Point localization data
▼▼▼
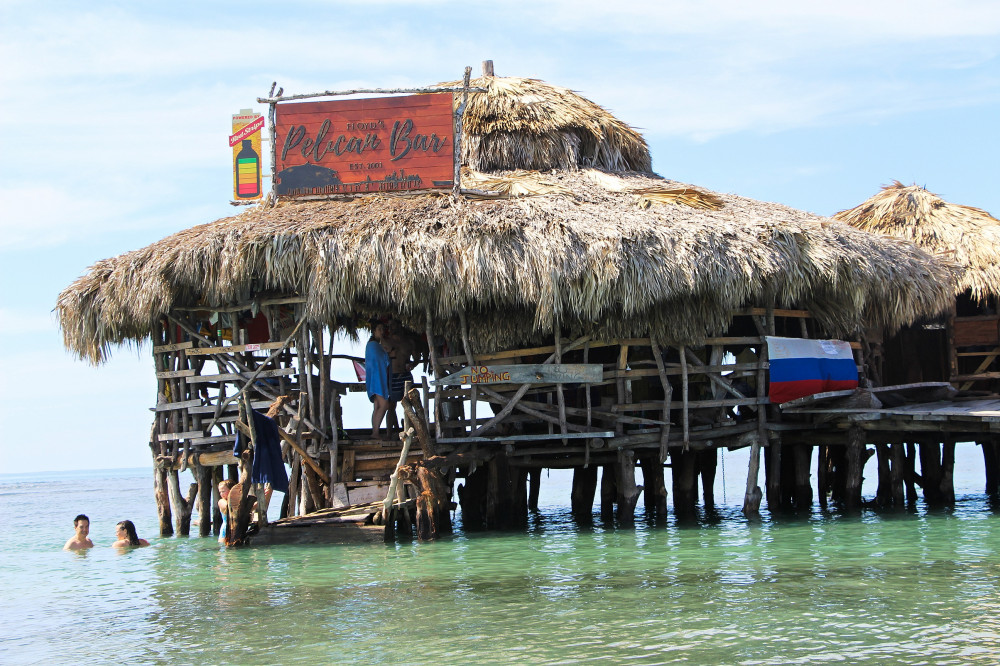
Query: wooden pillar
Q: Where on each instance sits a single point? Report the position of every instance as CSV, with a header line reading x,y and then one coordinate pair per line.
x,y
991,461
654,488
930,472
897,467
499,494
583,492
216,513
627,492
472,498
707,462
204,476
534,483
802,488
162,494
948,471
855,454
772,476
883,495
181,506
684,478
910,472
822,479
608,492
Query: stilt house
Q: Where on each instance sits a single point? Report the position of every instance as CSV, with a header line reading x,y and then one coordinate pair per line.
x,y
579,311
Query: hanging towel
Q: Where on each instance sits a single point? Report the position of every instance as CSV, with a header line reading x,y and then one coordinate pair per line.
x,y
804,367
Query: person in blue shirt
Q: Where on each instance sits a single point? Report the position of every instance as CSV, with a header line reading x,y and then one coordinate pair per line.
x,y
377,377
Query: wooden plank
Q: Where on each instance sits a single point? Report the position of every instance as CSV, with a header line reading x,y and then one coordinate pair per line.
x,y
176,436
177,346
234,349
210,409
235,376
172,374
552,373
170,406
527,438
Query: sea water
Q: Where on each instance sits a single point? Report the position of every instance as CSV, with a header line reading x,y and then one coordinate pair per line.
x,y
916,587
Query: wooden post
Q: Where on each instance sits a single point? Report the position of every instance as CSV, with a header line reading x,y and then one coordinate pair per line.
x,y
948,470
855,467
991,462
608,492
216,513
822,481
684,477
803,489
707,462
654,487
897,465
582,495
204,476
534,482
162,499
627,491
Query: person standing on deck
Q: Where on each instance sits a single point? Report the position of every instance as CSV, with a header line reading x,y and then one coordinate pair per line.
x,y
402,348
80,540
377,379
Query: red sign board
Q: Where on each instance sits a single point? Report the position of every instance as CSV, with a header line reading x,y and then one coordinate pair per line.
x,y
387,144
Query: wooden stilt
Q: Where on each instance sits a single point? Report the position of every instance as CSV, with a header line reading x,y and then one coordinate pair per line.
x,y
802,496
654,489
608,492
991,461
855,454
627,492
684,478
948,471
910,472
707,462
883,495
204,476
930,472
897,466
534,482
472,498
583,492
161,491
822,478
216,513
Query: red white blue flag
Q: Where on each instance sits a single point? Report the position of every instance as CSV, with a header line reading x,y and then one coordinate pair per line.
x,y
804,367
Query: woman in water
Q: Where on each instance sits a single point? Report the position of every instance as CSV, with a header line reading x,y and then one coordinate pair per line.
x,y
125,531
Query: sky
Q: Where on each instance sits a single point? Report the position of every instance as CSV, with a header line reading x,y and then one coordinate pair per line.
x,y
115,119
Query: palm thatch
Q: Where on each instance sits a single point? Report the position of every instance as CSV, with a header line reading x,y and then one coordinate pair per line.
x,y
568,245
968,236
607,267
534,125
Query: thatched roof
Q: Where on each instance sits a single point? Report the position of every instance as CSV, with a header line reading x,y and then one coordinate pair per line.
x,y
616,254
530,124
965,235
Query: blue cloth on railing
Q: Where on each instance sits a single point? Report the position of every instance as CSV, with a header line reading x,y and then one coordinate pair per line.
x,y
268,467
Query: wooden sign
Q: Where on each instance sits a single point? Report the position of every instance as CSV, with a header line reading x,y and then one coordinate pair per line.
x,y
571,373
385,144
245,143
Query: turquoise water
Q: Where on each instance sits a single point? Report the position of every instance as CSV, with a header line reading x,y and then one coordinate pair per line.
x,y
905,588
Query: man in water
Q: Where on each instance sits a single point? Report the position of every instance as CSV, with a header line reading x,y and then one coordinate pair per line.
x,y
80,540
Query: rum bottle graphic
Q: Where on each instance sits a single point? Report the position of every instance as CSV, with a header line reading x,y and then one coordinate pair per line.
x,y
247,172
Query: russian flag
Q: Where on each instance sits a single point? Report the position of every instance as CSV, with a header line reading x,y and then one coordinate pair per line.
x,y
802,367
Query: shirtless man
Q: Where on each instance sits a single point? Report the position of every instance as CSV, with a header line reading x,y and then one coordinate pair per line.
x,y
403,356
80,540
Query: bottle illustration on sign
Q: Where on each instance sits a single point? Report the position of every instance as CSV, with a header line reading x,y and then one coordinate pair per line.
x,y
247,172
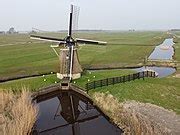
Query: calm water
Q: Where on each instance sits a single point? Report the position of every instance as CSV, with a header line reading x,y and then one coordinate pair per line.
x,y
68,113
162,71
164,51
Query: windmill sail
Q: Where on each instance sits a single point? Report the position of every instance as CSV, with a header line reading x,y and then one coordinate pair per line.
x,y
69,61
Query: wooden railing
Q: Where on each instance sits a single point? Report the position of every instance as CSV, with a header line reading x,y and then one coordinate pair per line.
x,y
121,79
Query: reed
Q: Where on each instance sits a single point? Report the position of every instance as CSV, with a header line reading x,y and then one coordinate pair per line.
x,y
17,113
131,122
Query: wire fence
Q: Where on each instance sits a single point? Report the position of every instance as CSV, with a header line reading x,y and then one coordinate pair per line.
x,y
121,79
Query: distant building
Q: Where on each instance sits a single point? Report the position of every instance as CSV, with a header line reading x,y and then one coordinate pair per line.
x,y
175,29
12,31
2,32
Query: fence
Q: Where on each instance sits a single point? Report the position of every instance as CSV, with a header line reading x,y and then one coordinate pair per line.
x,y
121,79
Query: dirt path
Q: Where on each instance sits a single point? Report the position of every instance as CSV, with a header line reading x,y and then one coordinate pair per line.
x,y
167,121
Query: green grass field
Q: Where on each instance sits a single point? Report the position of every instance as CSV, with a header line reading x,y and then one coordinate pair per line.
x,y
123,49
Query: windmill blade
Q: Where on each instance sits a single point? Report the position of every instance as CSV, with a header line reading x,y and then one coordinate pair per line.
x,y
49,39
86,41
71,55
70,22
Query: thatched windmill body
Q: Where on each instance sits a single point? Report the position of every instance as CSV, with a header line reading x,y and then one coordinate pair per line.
x,y
68,56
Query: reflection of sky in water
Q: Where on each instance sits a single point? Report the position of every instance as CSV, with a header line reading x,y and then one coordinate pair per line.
x,y
162,71
163,54
92,121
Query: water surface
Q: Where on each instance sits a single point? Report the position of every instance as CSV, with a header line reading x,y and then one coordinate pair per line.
x,y
69,113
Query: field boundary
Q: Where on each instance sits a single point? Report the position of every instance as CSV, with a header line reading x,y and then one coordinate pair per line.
x,y
121,79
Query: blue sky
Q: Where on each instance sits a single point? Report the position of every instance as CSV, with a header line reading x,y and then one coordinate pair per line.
x,y
94,14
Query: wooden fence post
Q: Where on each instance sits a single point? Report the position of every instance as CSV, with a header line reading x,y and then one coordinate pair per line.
x,y
101,83
143,75
87,89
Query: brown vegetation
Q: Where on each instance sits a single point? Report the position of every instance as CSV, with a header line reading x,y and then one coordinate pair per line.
x,y
17,114
131,120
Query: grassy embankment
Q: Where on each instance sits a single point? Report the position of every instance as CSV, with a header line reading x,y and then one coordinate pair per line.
x,y
123,49
163,92
17,114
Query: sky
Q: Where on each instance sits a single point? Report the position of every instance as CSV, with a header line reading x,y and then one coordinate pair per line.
x,y
53,15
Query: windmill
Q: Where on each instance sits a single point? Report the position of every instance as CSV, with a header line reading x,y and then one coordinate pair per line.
x,y
69,61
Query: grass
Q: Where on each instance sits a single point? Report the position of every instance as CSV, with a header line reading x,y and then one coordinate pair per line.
x,y
33,83
123,49
32,57
130,121
162,92
17,114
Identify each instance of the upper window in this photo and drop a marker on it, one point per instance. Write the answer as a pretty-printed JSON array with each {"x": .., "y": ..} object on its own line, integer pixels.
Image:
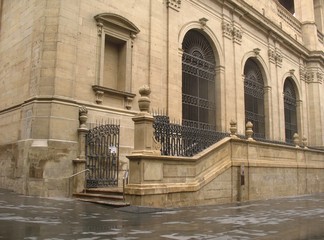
[
  {"x": 198, "y": 81},
  {"x": 116, "y": 35},
  {"x": 254, "y": 98},
  {"x": 289, "y": 5},
  {"x": 290, "y": 110}
]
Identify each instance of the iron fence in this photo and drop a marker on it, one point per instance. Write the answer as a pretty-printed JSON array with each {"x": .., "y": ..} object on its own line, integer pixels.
[
  {"x": 102, "y": 155},
  {"x": 183, "y": 140}
]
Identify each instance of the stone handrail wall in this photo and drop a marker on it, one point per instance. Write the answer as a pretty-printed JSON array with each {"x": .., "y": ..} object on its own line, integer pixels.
[{"x": 152, "y": 177}]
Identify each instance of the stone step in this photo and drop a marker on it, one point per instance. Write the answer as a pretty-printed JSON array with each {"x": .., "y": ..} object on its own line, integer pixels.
[{"x": 106, "y": 196}]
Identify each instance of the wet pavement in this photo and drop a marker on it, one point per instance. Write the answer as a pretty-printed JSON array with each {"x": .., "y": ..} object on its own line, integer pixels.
[{"x": 32, "y": 218}]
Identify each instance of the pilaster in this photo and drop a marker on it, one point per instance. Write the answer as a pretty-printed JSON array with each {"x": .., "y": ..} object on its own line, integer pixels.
[{"x": 174, "y": 77}]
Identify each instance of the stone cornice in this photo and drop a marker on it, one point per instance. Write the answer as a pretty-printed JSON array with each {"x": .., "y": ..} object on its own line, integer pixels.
[
  {"x": 263, "y": 24},
  {"x": 174, "y": 4}
]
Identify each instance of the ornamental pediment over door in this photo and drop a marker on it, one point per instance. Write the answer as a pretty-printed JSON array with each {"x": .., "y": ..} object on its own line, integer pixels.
[{"x": 117, "y": 20}]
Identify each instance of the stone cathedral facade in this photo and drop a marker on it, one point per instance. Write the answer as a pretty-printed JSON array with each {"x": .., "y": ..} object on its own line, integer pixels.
[{"x": 206, "y": 63}]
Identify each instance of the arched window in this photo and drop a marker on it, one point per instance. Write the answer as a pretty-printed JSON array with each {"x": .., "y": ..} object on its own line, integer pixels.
[
  {"x": 290, "y": 110},
  {"x": 289, "y": 5},
  {"x": 198, "y": 81},
  {"x": 253, "y": 98}
]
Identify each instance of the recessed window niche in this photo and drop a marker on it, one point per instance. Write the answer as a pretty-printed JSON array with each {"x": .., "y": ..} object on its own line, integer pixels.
[{"x": 116, "y": 35}]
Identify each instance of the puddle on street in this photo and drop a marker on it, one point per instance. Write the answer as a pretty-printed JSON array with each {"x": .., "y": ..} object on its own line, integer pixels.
[{"x": 32, "y": 218}]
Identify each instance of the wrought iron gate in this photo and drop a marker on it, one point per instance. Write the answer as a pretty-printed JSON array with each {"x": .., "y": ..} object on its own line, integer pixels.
[{"x": 102, "y": 156}]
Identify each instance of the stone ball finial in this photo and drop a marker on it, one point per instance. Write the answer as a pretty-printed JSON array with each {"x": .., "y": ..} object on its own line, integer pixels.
[
  {"x": 296, "y": 139},
  {"x": 144, "y": 101},
  {"x": 83, "y": 116},
  {"x": 233, "y": 128}
]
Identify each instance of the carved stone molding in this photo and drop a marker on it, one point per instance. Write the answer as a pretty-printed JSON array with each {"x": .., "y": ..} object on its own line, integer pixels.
[
  {"x": 203, "y": 22},
  {"x": 237, "y": 35},
  {"x": 99, "y": 95},
  {"x": 313, "y": 76},
  {"x": 272, "y": 55},
  {"x": 302, "y": 72},
  {"x": 227, "y": 29},
  {"x": 275, "y": 56},
  {"x": 174, "y": 4},
  {"x": 278, "y": 58},
  {"x": 100, "y": 26},
  {"x": 319, "y": 76},
  {"x": 232, "y": 31}
]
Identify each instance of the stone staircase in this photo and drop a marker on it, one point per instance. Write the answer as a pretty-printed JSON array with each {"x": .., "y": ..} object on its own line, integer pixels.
[{"x": 107, "y": 196}]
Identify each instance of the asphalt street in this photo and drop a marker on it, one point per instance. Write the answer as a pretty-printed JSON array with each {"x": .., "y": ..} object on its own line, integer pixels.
[{"x": 23, "y": 217}]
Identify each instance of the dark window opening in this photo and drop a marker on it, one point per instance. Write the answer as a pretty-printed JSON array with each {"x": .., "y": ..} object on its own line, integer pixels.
[
  {"x": 198, "y": 82},
  {"x": 290, "y": 110},
  {"x": 289, "y": 5},
  {"x": 254, "y": 98}
]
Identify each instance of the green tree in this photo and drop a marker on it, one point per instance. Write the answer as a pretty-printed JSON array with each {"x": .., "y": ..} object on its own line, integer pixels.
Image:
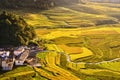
[{"x": 14, "y": 30}]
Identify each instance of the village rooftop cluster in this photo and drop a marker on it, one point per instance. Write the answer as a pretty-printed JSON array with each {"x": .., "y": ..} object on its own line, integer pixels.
[{"x": 17, "y": 56}]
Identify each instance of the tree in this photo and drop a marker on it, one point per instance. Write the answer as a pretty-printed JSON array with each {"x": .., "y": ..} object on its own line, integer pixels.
[{"x": 14, "y": 30}]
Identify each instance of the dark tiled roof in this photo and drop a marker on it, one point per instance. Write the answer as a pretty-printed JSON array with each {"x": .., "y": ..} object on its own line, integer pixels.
[{"x": 24, "y": 55}]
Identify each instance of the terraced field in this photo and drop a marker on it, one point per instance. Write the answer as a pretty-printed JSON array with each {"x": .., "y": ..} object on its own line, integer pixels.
[
  {"x": 85, "y": 43},
  {"x": 78, "y": 15}
]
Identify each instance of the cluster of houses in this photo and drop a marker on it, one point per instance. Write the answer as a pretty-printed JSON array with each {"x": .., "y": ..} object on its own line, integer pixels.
[{"x": 16, "y": 57}]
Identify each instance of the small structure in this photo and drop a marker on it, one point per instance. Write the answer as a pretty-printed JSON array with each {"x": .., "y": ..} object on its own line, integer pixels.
[
  {"x": 20, "y": 59},
  {"x": 19, "y": 50},
  {"x": 6, "y": 60}
]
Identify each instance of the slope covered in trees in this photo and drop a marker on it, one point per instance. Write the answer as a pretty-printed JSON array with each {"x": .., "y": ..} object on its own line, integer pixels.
[{"x": 14, "y": 30}]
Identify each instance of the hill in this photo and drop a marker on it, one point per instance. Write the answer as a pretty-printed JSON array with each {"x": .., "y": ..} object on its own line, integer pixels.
[
  {"x": 38, "y": 4},
  {"x": 106, "y": 1},
  {"x": 14, "y": 30},
  {"x": 75, "y": 15}
]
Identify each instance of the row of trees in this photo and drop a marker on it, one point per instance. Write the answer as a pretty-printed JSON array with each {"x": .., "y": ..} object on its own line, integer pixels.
[{"x": 14, "y": 30}]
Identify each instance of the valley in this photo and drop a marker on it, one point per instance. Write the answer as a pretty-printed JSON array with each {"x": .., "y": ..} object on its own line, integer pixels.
[{"x": 82, "y": 42}]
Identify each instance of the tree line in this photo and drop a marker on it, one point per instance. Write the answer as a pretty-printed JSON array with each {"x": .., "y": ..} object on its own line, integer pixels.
[{"x": 14, "y": 30}]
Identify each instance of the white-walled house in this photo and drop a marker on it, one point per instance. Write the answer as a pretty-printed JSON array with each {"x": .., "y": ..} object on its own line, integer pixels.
[
  {"x": 6, "y": 60},
  {"x": 21, "y": 59},
  {"x": 19, "y": 50}
]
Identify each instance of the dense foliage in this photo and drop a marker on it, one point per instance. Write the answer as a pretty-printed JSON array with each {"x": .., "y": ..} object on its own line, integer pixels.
[{"x": 14, "y": 30}]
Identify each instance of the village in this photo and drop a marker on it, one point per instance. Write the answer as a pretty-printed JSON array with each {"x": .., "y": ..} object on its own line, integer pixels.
[{"x": 18, "y": 56}]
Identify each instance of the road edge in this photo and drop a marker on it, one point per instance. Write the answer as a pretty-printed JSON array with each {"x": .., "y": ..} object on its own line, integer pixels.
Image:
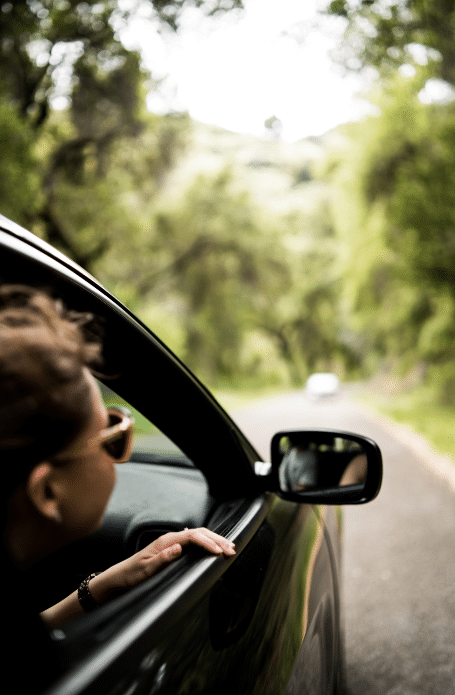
[{"x": 441, "y": 464}]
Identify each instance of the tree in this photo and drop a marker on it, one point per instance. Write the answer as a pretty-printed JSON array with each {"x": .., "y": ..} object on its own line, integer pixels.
[
  {"x": 46, "y": 45},
  {"x": 386, "y": 35},
  {"x": 394, "y": 210}
]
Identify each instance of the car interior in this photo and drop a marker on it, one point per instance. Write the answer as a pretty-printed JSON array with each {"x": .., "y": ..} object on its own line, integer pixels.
[{"x": 160, "y": 489}]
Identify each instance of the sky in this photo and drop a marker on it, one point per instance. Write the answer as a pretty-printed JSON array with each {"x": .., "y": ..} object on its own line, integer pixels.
[{"x": 243, "y": 68}]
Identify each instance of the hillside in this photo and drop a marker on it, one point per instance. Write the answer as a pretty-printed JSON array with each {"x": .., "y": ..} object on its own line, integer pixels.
[{"x": 279, "y": 175}]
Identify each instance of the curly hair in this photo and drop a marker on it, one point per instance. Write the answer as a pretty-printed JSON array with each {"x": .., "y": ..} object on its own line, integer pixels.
[{"x": 44, "y": 394}]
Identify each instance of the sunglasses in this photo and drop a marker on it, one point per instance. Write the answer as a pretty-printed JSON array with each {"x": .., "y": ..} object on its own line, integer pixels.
[{"x": 117, "y": 438}]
▲▲▲
▶ Task description: Set down, exactly as they stand above, the lines starting with the line with "Query: reflection of sky in water" and going on through the line with "Query: wooden fence post", and no others.

▶ Answer to the problem:
Query: reflection of sky in water
Q: Where on each instance sits a single point? Report the position of every instance as CSV, with a header line reading x,y and then one coordinate pair per line.
x,y
162,71
163,54
92,121
Query: water surface
Q: Where on each instance sits a single point? Report the position of every instance as CSV, with a header line reading x,y and then one coordinate pair per line.
x,y
69,113
Query: field boundary
Q: Where on each instance sits a single point? Report the position of every instance as CSV, with a header line reading x,y and then one coordinate pair per line.
x,y
121,79
Query: blue sky
Q: Where on each instance sits a single point? Report the position of every instance as CSV, with a header line reading x,y and then one coordinate pair per line.
x,y
94,14
Query: wooden fence post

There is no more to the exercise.